TEXT TO READ
A Cold War China Doesn’t Want

Jan 08, 2019
  • Zheng Yu

    Professor, Chinese Academy of Social Sciences

Since China-US relations started to deteriorate in all areas in the spring of 2018. Scholars in China and the US have offered various observations on the state of the bilateral relationship. One opinion is that as the times have fundamentally changed it will be impossible for China and the US to get into a traditional cold war. When interviewed by a Wen Wei Po resident correspondent in Washington DC, Georgetown University professor and former director for East Asian affairs at the National Security Council Dennis Wilder gave a rather representative opinion. According to him, even though China and the US hold different positions on many issues, their bilateral relationship is fundamentally different from that during the Cold War. First, the world was then divided into two opposite camps and the majority of countries attached themselves to either superpower, whereas in today’s globalized world the great majority of countries have profound political and economic exchanges with both China and the US and have no intention to choose between the two. Second, proxy wars broke out in many places between the US and the USSR while today’s China has almost no intention to engage in any proxy war with the US. And third, both the US and USSR had ten to twenty thousand nuclear weapons and many Americans feared that the Soviet Union might launch a nuclear strike against the US.

I see a lot of goodwill in these arguments, which are also aligned with the good wishes of the Chinese government and academia. However, this is a misunderstanding of traditional cold war relations. Professor Wilder’s first point was about the size of the Cold War. With the existence of the two military blocs and US-Soviet contention in the Third Word, cold war relations between the two actually occurred in every corner of the world. As a result, the international structure was called a cold war structure. But a cold war relationship is mainly defined by its nature instead of its size. Similarly, Professor Wilder’s second and third arguments were essentially focused on the scale and intensity of military standoffs. But it is difficult to argue that traditional cold war does not exist just because such a scale and intensity has not been reached.

EXERCISE DIRECTIONS
Reproduce the essay on a possible China-US cold war word for word, from its title to its final sentence.

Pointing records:
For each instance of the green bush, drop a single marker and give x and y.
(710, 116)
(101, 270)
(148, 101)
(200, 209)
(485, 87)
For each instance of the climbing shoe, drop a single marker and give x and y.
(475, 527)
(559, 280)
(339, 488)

ANSWER FOR THE TASK
A Cold War China Doesn’t Want

Jan 08, 2019
  • Zheng Yu

    Professor, Chinese Academy of Social Sciences

Since China-US relations started to deteriorate in all areas in the spring of 2018. Scholars in China and the US have offered various observations on the state of the bilateral relationship. One opinion is that as the times have fundamentally changed it will be impossible for China and the US to get into a traditional cold war. When interviewed by a Wen Wei Po resident correspondent in Washington DC, Georgetown University professor and former director for East Asian affairs at the National Security Council Dennis Wilder gave a rather representative opinion. According to him, even though China and the US hold different positions on many issues, their bilateral relationship is fundamentally different from that during the Cold War. First, the world was then divided into two opposite camps and the majority of countries attached themselves to either superpower, whereas in today’s globalized world the great majority of countries have profound political and economic exchanges with both China and the US and have no intention to choose between the two. Second, proxy wars broke out in many places between the US and the USSR while today’s China has almost no intention to engage in any proxy war with the US. And third, both the US and USSR had ten to twenty thousand nuclear weapons and many Americans feared that the Soviet Union might launch a nuclear strike against the US.

I see a lot of goodwill in these arguments, which are also aligned with the good wishes of the Chinese government and academia. However, this is a misunderstanding of traditional cold war relations. Professor Wilder’s first point was about the size of the Cold War. With the existence of the two military blocs and US-Soviet contention in the Third Word, cold war relations between the two actually occurred in every corner of the world. As a result, the international structure was called a cold war structure. But a cold war relationship is mainly defined by its nature instead of its size. Similarly, Professor Wilder’s second and third arguments were essentially focused on the scale and intensity of military standoffs. But it is difficult to argue that traditional cold war does not exist just because such a scale and intensity has not been reached.